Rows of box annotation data
— BEGIN —

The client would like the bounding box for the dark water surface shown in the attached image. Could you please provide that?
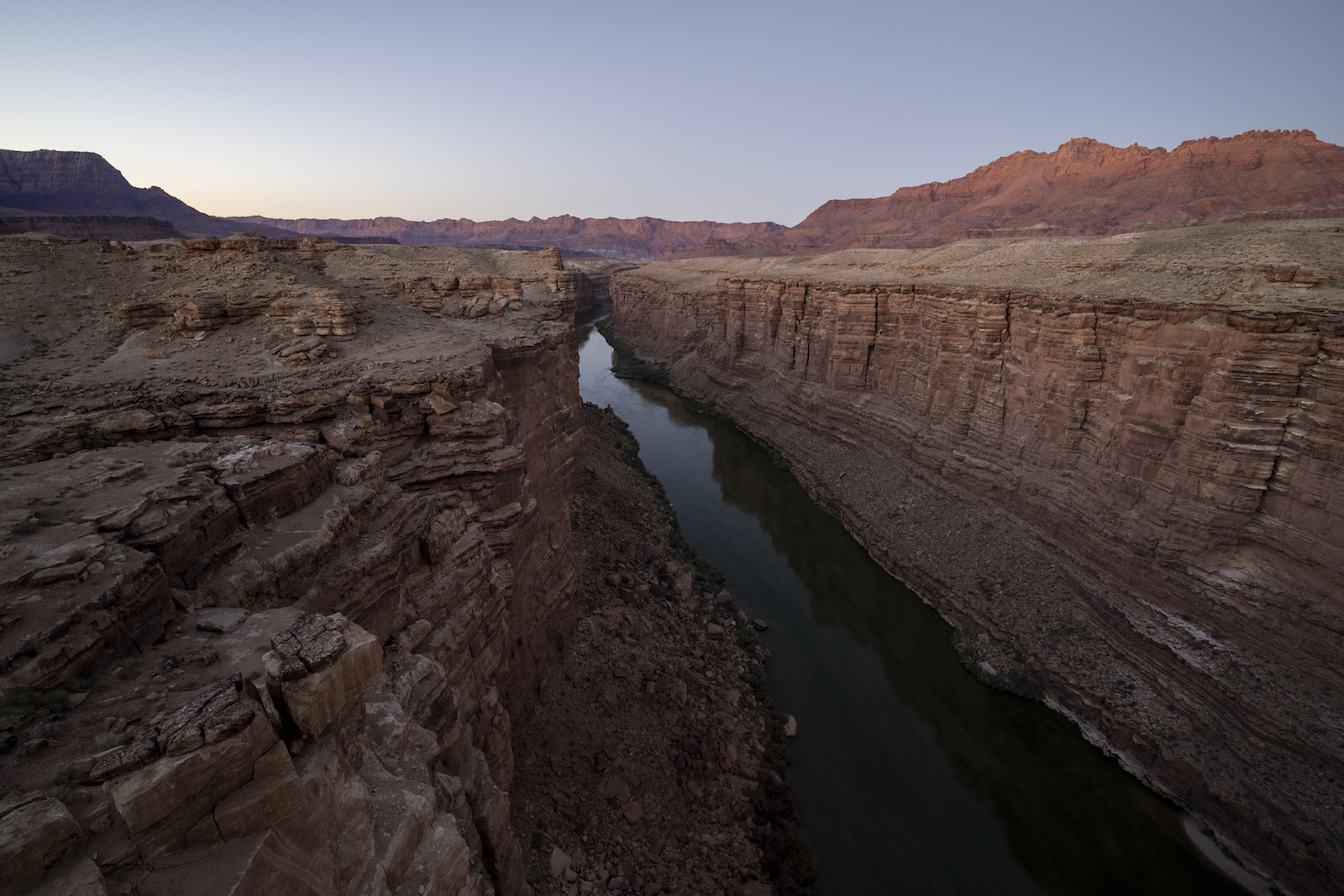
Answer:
[580,317,1242,896]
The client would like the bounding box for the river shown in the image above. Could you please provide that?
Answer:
[578,310,1243,896]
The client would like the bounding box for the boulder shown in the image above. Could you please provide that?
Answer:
[103,700,276,856]
[0,791,82,896]
[215,773,304,841]
[262,612,383,739]
[25,858,108,896]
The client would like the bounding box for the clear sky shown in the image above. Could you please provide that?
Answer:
[0,0,1344,224]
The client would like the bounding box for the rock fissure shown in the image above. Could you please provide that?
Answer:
[612,223,1344,892]
[0,233,805,896]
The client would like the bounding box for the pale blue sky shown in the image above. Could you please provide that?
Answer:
[0,0,1344,224]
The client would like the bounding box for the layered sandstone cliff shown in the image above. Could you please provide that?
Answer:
[0,233,809,896]
[0,215,181,240]
[612,224,1344,893]
[0,149,294,239]
[0,233,582,894]
[234,215,782,258]
[759,130,1344,251]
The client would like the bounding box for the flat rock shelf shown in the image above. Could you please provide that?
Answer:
[578,314,1242,896]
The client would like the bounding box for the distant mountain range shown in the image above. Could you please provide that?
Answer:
[0,149,782,258]
[759,130,1344,251]
[234,215,784,258]
[0,130,1344,258]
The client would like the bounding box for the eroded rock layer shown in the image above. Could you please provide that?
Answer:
[612,223,1344,893]
[0,233,582,896]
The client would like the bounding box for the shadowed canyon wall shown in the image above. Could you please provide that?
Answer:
[0,233,582,896]
[612,226,1344,893]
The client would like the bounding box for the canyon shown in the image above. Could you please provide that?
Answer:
[610,223,1344,893]
[0,233,785,896]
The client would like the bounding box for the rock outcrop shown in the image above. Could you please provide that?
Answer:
[612,217,1344,893]
[225,215,784,258]
[0,215,181,240]
[759,130,1344,251]
[0,231,808,896]
[564,258,634,312]
[0,149,294,239]
[0,233,582,896]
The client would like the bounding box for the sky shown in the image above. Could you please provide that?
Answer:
[0,0,1344,226]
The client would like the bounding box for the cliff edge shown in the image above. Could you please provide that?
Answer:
[612,222,1344,893]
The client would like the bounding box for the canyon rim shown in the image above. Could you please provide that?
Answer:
[0,123,1344,896]
[612,220,1344,893]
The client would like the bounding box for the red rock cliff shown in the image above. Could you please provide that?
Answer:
[762,130,1344,251]
[612,223,1344,893]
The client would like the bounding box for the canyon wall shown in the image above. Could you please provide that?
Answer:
[0,215,181,240]
[0,233,582,896]
[233,215,782,258]
[612,226,1344,893]
[759,130,1344,251]
[564,258,634,312]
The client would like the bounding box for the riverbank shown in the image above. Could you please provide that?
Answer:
[511,405,811,896]
[612,224,1344,892]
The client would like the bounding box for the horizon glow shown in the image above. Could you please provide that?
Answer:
[0,0,1344,224]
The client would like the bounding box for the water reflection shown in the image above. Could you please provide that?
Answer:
[580,314,1239,894]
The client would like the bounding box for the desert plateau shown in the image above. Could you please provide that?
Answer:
[0,13,1344,896]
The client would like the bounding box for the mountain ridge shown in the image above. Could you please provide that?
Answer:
[764,130,1344,251]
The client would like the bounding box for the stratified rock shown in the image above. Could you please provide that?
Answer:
[612,228,1344,892]
[103,708,276,854]
[759,130,1344,251]
[0,793,83,896]
[262,612,383,737]
[25,858,108,896]
[215,771,304,840]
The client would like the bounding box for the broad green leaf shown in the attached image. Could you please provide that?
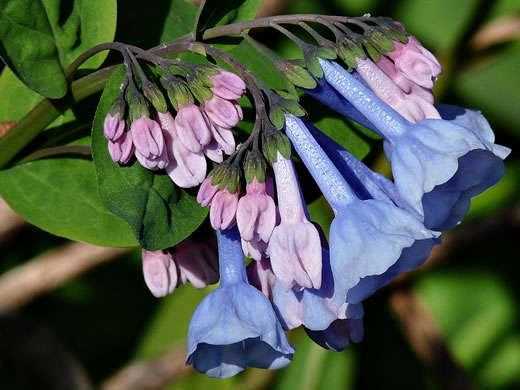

— END —

(Your task): Copy all of the rows above verbatim, leaving the pictures out of your answer.

(Written solution):
The client would like the bounding box for the dark water surface shown in the attached image. Could you please provide that?
Answer:
[580,317,1242,896]
The client would like the bounding box for the river shown in the image above. Could you please provide that?
Answer:
[578,310,1243,896]
The client would like the bounding box for the boulder shown in the image above. Could you please provide that?
Answer:
[103,700,276,856]
[0,791,82,896]
[215,773,304,841]
[262,612,383,739]
[25,858,108,896]
The client would like the bounding box for the clear sky shown in the image above. Could you please provide that?
Answer:
[0,0,1344,224]
The client would like the bounding box for the rock fissure shown in the image above. Could you please provide that?
Answer:
[612,223,1344,892]
[0,233,805,896]
The client would like the bounding box for the pale blue sky shown in the image above. Could you please provide that?
Answer:
[0,0,1344,224]
The client would like the bounding box for the layered sandstone cliff shown in the image above. Could you please provide that?
Answer:
[0,233,809,896]
[0,215,181,240]
[612,224,1344,893]
[0,149,294,239]
[0,233,582,894]
[234,215,782,258]
[759,130,1344,251]
The client would like the bounding box for the flat rock shelf shown in the image above. Could you please provide that?
Answer:
[578,314,1242,896]
The client would like the bounding box for the distant mountain range shown in the image above. Could you please provide that?
Answer:
[0,149,782,258]
[759,130,1344,251]
[234,215,784,258]
[0,130,1344,258]
The client would like the bounding box for the eroded rock layer shown in the image above. Could you please provide that?
Answer:
[612,223,1344,893]
[0,233,582,896]
The client would like the bounding box for the shadowed canyon wall shown in the image above. Could you please provide that?
Answer:
[0,233,582,896]
[612,226,1344,893]
The client would like the bounding box for the canyon shown in the image above. Could you please provide that?
Answer:
[610,223,1344,893]
[0,233,785,896]
The client would like the bounding box for the rock outcrop shown in the image above. Could you please provide that?
Answer:
[612,217,1344,893]
[225,215,784,258]
[0,215,181,240]
[759,130,1344,251]
[0,231,808,896]
[564,258,634,312]
[0,149,294,239]
[0,233,582,896]
The client would like the bounding box for the sky shown in the image above. Could you please provide that?
Answer:
[0,0,1344,226]
The client would like the bounding box for the cliff edge shown in the image above. Could you please provide that?
Answer:
[612,222,1344,893]
The client would like the bounding box for the canyon rim shown in the image above. Could you please provide that?
Answer:
[0,123,1344,896]
[612,220,1344,893]
The client would like the bounding box for the red rock cliff shown in the image above. Could you please provide that?
Answer:
[762,130,1344,251]
[612,223,1344,893]
The client would like the bounding box for the canyon wall shown in the image above. Could you please provide that?
Answer:
[0,215,181,240]
[0,233,582,896]
[233,215,782,258]
[612,226,1344,893]
[759,130,1344,251]
[564,258,634,312]
The client would like the bounding box for the riverbank shown in the image above. Could you please provide that?
Answer:
[511,405,811,896]
[612,224,1344,892]
The client would like the bounding box for the horizon glow shown in the image above. Could you please provide that?
Answer:
[0,0,1344,224]
The client would like the bounding box for the water reflection shown in the image above. Could you please provide that?
Answer:
[580,314,1239,894]
The client would like the bounding box for the desert plateau shown in the image above. Could you please provide that?
Answer:
[0,13,1344,896]
The client would like the bounding box for the mountain ridge shown in the image above. Could you please provide that?
Answer:
[764,130,1344,251]
The client would like the bounding box for the stratified rock shown in the image above. Could you please provide that?
Answer:
[612,228,1344,892]
[103,708,276,854]
[759,130,1344,251]
[0,793,83,896]
[262,612,383,737]
[25,858,108,896]
[215,771,304,840]
The client would like the bounding box for the broad green leaf shown in the attached image. Could you please provide that?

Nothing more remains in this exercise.